[REQUEST]:
Omit all pictures, then retype the data exactly as given.

[PROVIDED RECORDS]:
⁂

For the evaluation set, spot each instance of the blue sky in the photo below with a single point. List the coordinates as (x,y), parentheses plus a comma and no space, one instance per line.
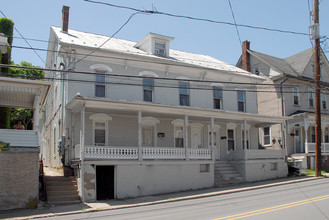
(33,19)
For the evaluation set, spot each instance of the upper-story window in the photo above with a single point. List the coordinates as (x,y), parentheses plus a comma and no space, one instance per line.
(323,101)
(311,98)
(256,69)
(184,93)
(241,101)
(218,97)
(160,49)
(296,96)
(267,136)
(148,85)
(100,78)
(100,128)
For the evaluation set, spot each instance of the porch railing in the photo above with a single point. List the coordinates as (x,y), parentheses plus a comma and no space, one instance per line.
(256,154)
(131,153)
(163,153)
(311,148)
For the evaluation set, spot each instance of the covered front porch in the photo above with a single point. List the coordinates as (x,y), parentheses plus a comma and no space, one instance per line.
(301,133)
(119,130)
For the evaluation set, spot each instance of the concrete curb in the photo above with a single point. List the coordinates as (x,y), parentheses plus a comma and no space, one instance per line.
(170,200)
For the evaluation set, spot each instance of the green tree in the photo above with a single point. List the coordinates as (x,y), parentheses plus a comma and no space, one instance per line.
(22,114)
(26,73)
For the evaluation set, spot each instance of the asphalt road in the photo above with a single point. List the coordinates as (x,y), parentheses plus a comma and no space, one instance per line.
(306,200)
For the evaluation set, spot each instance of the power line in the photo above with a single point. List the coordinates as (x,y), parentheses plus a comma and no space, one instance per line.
(160,61)
(26,41)
(236,27)
(129,77)
(195,18)
(130,17)
(169,86)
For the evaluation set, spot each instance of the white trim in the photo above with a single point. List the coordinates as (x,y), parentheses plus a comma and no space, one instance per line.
(219,85)
(100,117)
(270,135)
(178,122)
(148,73)
(150,121)
(101,67)
(230,125)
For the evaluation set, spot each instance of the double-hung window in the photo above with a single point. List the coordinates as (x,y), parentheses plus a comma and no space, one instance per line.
(148,85)
(323,101)
(241,101)
(184,93)
(160,49)
(147,133)
(243,140)
(100,84)
(296,96)
(179,136)
(267,136)
(230,139)
(311,98)
(218,97)
(99,133)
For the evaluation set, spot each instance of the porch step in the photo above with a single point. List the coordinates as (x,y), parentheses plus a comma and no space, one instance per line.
(62,190)
(226,174)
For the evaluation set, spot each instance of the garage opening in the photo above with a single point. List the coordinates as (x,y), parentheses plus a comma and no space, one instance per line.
(105,182)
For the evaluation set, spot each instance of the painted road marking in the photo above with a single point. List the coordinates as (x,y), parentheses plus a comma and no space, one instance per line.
(274,208)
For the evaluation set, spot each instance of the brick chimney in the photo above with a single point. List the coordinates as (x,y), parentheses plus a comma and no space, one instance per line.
(65,18)
(245,55)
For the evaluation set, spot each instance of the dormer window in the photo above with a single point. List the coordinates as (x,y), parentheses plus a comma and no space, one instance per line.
(160,49)
(155,44)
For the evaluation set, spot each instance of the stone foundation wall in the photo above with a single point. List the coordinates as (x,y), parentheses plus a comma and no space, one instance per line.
(19,180)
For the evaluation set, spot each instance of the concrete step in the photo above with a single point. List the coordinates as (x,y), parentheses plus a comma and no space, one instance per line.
(231,175)
(52,199)
(61,183)
(59,178)
(65,202)
(62,193)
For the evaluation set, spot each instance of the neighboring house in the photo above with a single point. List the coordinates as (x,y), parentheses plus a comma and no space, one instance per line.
(19,173)
(139,117)
(292,95)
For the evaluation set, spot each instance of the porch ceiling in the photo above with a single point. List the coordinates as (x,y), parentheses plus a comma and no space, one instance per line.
(161,110)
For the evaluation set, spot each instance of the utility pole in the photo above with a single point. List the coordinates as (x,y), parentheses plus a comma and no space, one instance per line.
(317,90)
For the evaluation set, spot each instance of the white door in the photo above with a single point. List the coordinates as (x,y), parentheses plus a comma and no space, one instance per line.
(196,137)
(297,140)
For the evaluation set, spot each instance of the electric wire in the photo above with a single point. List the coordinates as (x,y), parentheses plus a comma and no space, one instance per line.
(143,77)
(236,27)
(195,18)
(26,41)
(159,85)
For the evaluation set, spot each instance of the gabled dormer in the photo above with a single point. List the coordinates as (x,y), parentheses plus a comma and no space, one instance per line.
(155,44)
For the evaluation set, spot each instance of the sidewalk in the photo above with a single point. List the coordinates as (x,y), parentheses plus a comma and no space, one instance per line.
(146,200)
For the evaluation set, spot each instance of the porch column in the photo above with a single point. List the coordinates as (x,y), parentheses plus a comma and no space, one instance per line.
(323,143)
(186,137)
(212,138)
(306,136)
(245,138)
(155,135)
(36,110)
(82,150)
(139,120)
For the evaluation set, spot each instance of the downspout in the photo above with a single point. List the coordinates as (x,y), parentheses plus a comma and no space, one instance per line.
(284,125)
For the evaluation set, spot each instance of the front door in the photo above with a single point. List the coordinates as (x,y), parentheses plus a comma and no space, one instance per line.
(105,182)
(196,137)
(297,140)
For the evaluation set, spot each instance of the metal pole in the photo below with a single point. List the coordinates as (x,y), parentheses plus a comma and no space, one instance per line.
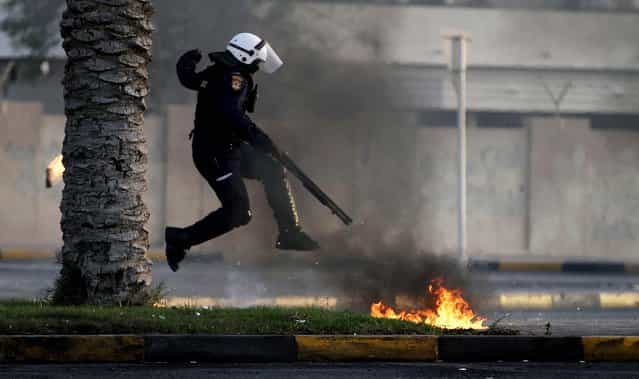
(458,70)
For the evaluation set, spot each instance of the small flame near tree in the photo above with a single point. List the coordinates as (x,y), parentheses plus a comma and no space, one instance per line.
(451,311)
(55,169)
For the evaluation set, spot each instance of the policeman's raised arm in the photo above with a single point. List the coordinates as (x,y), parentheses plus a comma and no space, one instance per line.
(186,69)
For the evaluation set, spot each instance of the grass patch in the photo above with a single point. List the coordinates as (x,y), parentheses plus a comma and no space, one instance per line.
(29,318)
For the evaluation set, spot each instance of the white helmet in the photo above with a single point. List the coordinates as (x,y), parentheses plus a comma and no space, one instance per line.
(248,48)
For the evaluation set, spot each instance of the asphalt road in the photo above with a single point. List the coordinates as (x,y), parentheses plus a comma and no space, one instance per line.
(351,371)
(246,284)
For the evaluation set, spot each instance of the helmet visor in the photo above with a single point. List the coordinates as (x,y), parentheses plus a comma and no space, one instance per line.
(272,62)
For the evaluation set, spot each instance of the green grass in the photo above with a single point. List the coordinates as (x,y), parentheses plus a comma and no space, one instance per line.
(41,318)
(29,318)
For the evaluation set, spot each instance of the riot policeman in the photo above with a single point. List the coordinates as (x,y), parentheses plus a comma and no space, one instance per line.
(227,146)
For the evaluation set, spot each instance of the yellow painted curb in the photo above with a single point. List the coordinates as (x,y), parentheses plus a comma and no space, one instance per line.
(619,300)
(530,266)
(611,348)
(72,349)
(525,301)
(350,348)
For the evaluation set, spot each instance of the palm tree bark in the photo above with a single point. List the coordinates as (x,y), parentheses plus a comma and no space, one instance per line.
(108,45)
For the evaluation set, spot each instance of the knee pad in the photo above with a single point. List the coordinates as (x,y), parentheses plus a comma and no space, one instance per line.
(240,216)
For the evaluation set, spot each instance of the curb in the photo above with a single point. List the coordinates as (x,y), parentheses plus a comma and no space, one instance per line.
(503,301)
(334,348)
(575,267)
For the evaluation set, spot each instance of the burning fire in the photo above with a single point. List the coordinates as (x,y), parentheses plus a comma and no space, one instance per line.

⁂

[TASK RESULT]:
For the evaluation set, spot each instance of the blue sky in the photo below with a single point. List the coordinates as (x,y), parentheses plus a comma and no space, one instance per line.
(33,19)
For the evaluation set, spot each instance of the upper-story window in the photo above with a single point. List the coordinates as (x,y), parentheses plus a comma and no space, one instance per line.
(323,101)
(311,98)
(256,69)
(184,93)
(241,101)
(218,97)
(160,49)
(296,96)
(267,136)
(148,85)
(100,78)
(100,128)
For the evaluation set, spot each instance of the porch railing in the photo above with a single point. List the coordinates as (x,y), parentheses plus a comma and no space, one instance per line.
(256,154)
(131,153)
(163,153)
(311,148)
For the evaluation set, spot each instance of the covered front porch in the photo above with a single point. List the coordinates as (x,y), parentheses plus a comma and no space, one instance per line.
(301,133)
(119,130)
For the evaluation set, spot each instance of the concrete curb in the photo above with a single point. List the coordinates as (x,y), parentheses plus a comma and no space, one instance per line.
(170,200)
For the evaluation set, spot each instance of the green tree in the photo above with a single point. List the coordinates as (x,y), parentheses plus a comma and no space, one instance per line.
(22,114)
(26,73)
For the evaluation set, spot each instance of the asphalt road in the photo above with a single point. List the coordinates as (x,y), parentheses plus a comma and no space, one instance per line.
(306,200)
For the evaluation set, spot each instance of the power line in the photo above with a single point. List the coordinates as (x,y), parentheses plus a comma and no space, one instance per line.
(160,61)
(26,41)
(236,27)
(129,77)
(195,18)
(130,17)
(169,86)
For the evaluation set, spot each instance of the white trim in the photo above with a single point. List the coordinates as (x,y), parentheses plus a comma and no space, one instance per line.
(219,85)
(100,117)
(270,135)
(178,122)
(148,73)
(150,121)
(101,67)
(230,125)
For the evaluation set, spot each instance of the double-hung window in the photo above with a single point. List the coordinates as (x,y), parentheses plus a comma and no space, one instance per line.
(148,85)
(323,101)
(241,101)
(184,93)
(160,49)
(147,133)
(243,140)
(100,84)
(296,96)
(179,136)
(267,136)
(230,139)
(311,98)
(218,97)
(99,133)
For the evaluation set, spot each instance of the porch step in the photo above with a single point. List the coordinates as (x,y), parentheses plus a comma and no space, one instance per line.
(62,190)
(226,174)
For the evaluation set, spot each instance of the garage opening in the photo above with a single point. List the coordinates as (x,y), parentheses plus a comma and no space, one instance per line.
(105,182)
For the evaluation set, spot each instance of the painted road marking in the photo above with a single point. List the coordinates as (x,y), parentheses plus a comma and no space, one instance per line.
(274,208)
For the evaluation set, spot each instance of the brick chimney in the photo above with a single point. List the coordinates as (x,y), parentheses plus a comma and no space, one instance per line.
(65,18)
(245,55)
For the evaluation set, spot each instance of the dormer window in the photo above with a single point. List the coordinates as (x,y), parentheses plus a comma and no space, one instance per line.
(160,49)
(155,44)
For the evaluation set, spot each instance of the stone foundation wall in the photo above with a single point. List the coordinates as (x,y), parentheses plus a comma and no space, one instance per line.
(19,180)
For the evaluation set, spot each instance of the concrete step in the photo above with a single point. List the coordinates as (x,y), parentheses plus a comma and no space, one instance per line.
(231,175)
(52,199)
(61,183)
(59,178)
(65,202)
(62,193)
For the evaluation set, spot each instance of the neighboring house in the photo above with a single point. List the coordinates as (x,y), parentheses plus a comma and no space, one instance per line.
(19,173)
(139,117)
(292,95)
For the evaluation set, spot each instance of the porch ceiling in the photo above with a single point. List the coordinates as (x,y), parentheses plus a comma and no space, one instance per line.
(161,110)
For the evaluation set, spot each instance of the utility pole in the photo above with a single point. List the coordinates as (x,y), parentheses plus a comma and no space, one instance per line.
(317,90)
For the evaluation set, spot each instance of the white door in the photo above with a single point. List the coordinates as (x,y), parentheses plus a comma and no space, one instance per line.
(196,137)
(297,140)
For the evaluation set, spot each instance of the electric wire in the photo above with a single point. List the coordinates as (x,y), parentheses plus a comma and no space, one instance per line.
(143,77)
(236,27)
(195,18)
(26,41)
(159,85)
For the evaluation set, spot each instance of the gabled dormer in the photo above with a single point. List the coordinates as (x,y), parentheses plus a comma and no space, one instance per line.
(155,44)
For the evaluation set, spot each instance of the sidewalk in the photo above with a single point. List the coordinates as (x,y), parentheses plus a comma and no space, one instance per line.
(146,200)
For the evaluation set, spot each instance of the porch column in the photo above with a single point. List the coordinates as (x,y), parentheses plus a comma and no space, one instance per line.
(323,143)
(186,137)
(212,138)
(306,136)
(245,138)
(155,135)
(36,110)
(82,150)
(139,120)
For the evaluation set, spot each instance of the downspout in the photo above with a single point. List the coordinates as (x,y), parentheses plus a comma and no space, one instance per line.
(284,125)
For the evaluation set, spot each instance of the front door in the photo above with a single point. List the coordinates as (x,y), parentheses plus a comma and no space, one instance per line.
(105,182)
(196,137)
(297,140)
For the evaluation set, spot each instance of the metal pole in the photo below with a single point. List the coordinates as (x,y), parentheses plus a comma and no space, one instance per line.
(458,70)
For the evaluation set, spot each instance of the small flame near tree in the photo above with a single point. List the coordinates as (x,y), parentheses plus a comma and no space, one instance per line.
(451,311)
(55,169)
For the evaluation set, spot each instance of the policeman's raised arm in the photo above with a single point. List the coordinates as (x,y), parentheses plus a comma and no space, one instance per line.
(186,69)
For the evaluation set, spot each instance of the grass patch in the photo above with a single point. List the coordinates as (x,y), parentheses plus a comma and no space, one instance per line.
(29,318)
For the evaluation set, spot each instance of the white helmet in the photo above with a single point. List the coordinates as (x,y), parentheses plus a comma and no space, one instance per line.
(248,48)
For the evaluation set, spot each instance of the asphalt road in the photo above with a single point. List the coordinates as (x,y), parentheses plus a comma and no space, one instance per line.
(351,371)
(246,284)
For the evaluation set, spot each instance of the helmet visor in the photo above with a single point. List the coordinates as (x,y), parentheses plus a comma and no space, one instance per line.
(272,62)
For the evaluation set, spot each instance of the green grass in the photo above with a single point. List the coordinates as (x,y), parentheses plus a comma and no space, one instance per line.
(41,318)
(29,318)
For the evaluation set, spot each instance of the riot policeman in the photo above with a single point. List the coordinates as (x,y), parentheses plus a comma and no space, one instance per line.
(227,146)
For the evaluation set, spot each instance of the yellow painted curb in the photo above with a single point. List the coordinates as (x,y), parentheses plus a comma and no space, one instance per line.
(619,300)
(530,266)
(611,348)
(72,349)
(525,301)
(350,348)
For the evaluation set, spot each instance of the palm tree bark in the photo above with a single point. List the coordinates as (x,y), parentheses plus a comma and no space, one instance per line.
(108,45)
For the evaluation set, spot each instance of the knee pad in the photo above with a single point. List the coordinates as (x,y), parentheses plus a comma and no space, one instance per line.
(240,216)
For the evaluation set, spot each instance of the curb in the photo above with a single point. List the coordinates as (x,y), parentheses plus a comma and no space, one instance per line.
(503,301)
(334,348)
(575,267)
For the evaluation set, spot each instance of the burning fire in the photo above with a single point. List the coordinates as (x,y), parentheses plus a comma and no space, one instance per line.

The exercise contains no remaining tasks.